──────── DATA EXCERPTS ────────

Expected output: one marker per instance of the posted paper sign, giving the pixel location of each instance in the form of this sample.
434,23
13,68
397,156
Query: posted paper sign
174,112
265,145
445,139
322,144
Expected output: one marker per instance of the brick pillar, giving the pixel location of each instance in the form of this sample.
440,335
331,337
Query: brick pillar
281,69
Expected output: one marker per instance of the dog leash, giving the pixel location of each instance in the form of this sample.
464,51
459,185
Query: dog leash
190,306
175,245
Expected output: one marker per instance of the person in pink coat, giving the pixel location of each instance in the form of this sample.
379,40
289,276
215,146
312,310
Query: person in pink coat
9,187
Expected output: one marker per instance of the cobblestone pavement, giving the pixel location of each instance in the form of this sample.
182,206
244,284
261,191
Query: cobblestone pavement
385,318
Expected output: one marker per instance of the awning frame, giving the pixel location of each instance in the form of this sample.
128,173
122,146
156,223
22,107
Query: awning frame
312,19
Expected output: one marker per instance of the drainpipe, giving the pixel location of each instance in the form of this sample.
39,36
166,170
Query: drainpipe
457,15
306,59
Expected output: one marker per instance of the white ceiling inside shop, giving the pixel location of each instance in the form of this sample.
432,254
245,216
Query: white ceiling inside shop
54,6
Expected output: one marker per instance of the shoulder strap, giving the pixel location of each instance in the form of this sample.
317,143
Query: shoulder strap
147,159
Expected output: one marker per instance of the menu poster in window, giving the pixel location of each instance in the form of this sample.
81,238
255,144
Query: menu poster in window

────────
──────── DATA EXCERPTS ────────

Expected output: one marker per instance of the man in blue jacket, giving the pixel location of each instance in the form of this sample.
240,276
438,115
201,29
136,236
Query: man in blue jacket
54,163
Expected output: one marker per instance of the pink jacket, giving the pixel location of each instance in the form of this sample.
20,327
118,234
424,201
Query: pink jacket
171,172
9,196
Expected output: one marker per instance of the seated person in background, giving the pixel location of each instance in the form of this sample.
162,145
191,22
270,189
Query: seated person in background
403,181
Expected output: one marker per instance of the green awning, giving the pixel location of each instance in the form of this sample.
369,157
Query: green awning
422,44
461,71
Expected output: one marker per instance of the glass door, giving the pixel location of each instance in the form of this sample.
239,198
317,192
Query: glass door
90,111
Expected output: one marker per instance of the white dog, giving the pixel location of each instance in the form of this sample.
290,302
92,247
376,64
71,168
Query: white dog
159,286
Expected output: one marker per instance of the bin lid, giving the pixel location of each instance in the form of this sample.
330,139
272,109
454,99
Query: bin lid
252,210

────────
──────── DATA EXCERPTS ────────

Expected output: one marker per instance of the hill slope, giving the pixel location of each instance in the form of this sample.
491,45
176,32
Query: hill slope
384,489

────────

- **EXERCISE OBJECTIVE**
Put the data into a Markdown table with two columns, Row and Line. Start at the line that contains "Expected output: one marker per instance of the awning" and end at the line that contains "Query: menu poster in window", keeping both of those lines, skipping blank lines, and giving each line its own number.

- **TASK SOLUTION**
| Row | Line |
|---|---|
| 1 | Expected output: one marker per instance of the awning frame, giving the pixel location of each instance in the form of this sample. |
| 2 | 128,173 |
| 3 | 122,146 |
| 4 | 156,223 |
| 5 | 22,107 |
| 6 | Query: awning frame |
| 7 | 312,19 |
| 8 | Expected output: one marker per instance of the drainpipe, giving the pixel location of each instance in the form of this sample. |
| 9 | 39,36 |
| 10 | 166,170 |
| 11 | Query: drainpipe |
| 12 | 457,15 |
| 13 | 306,59 |
| 14 | Expected output: one marker per instance of the white ceiling inside shop, giving the pixel location of each instance in the form of this sample. |
| 15 | 432,254 |
| 16 | 245,216 |
| 17 | Query: white ceiling inside shop |
| 18 | 54,6 |
| 19 | Expected output: one marker per instance of the shoulder strap, giving the pixel location of each instance in the form of this sample. |
| 20 | 317,143 |
| 21 | Query: shoulder strap |
| 22 | 147,159 |
| 23 | Expected output: one marker per instance of the menu poster in window, giving the pixel location of each instance in the form of this sample. |
| 24 | 81,238 |
| 25 | 255,144 |
| 26 | Query: menu poster in window |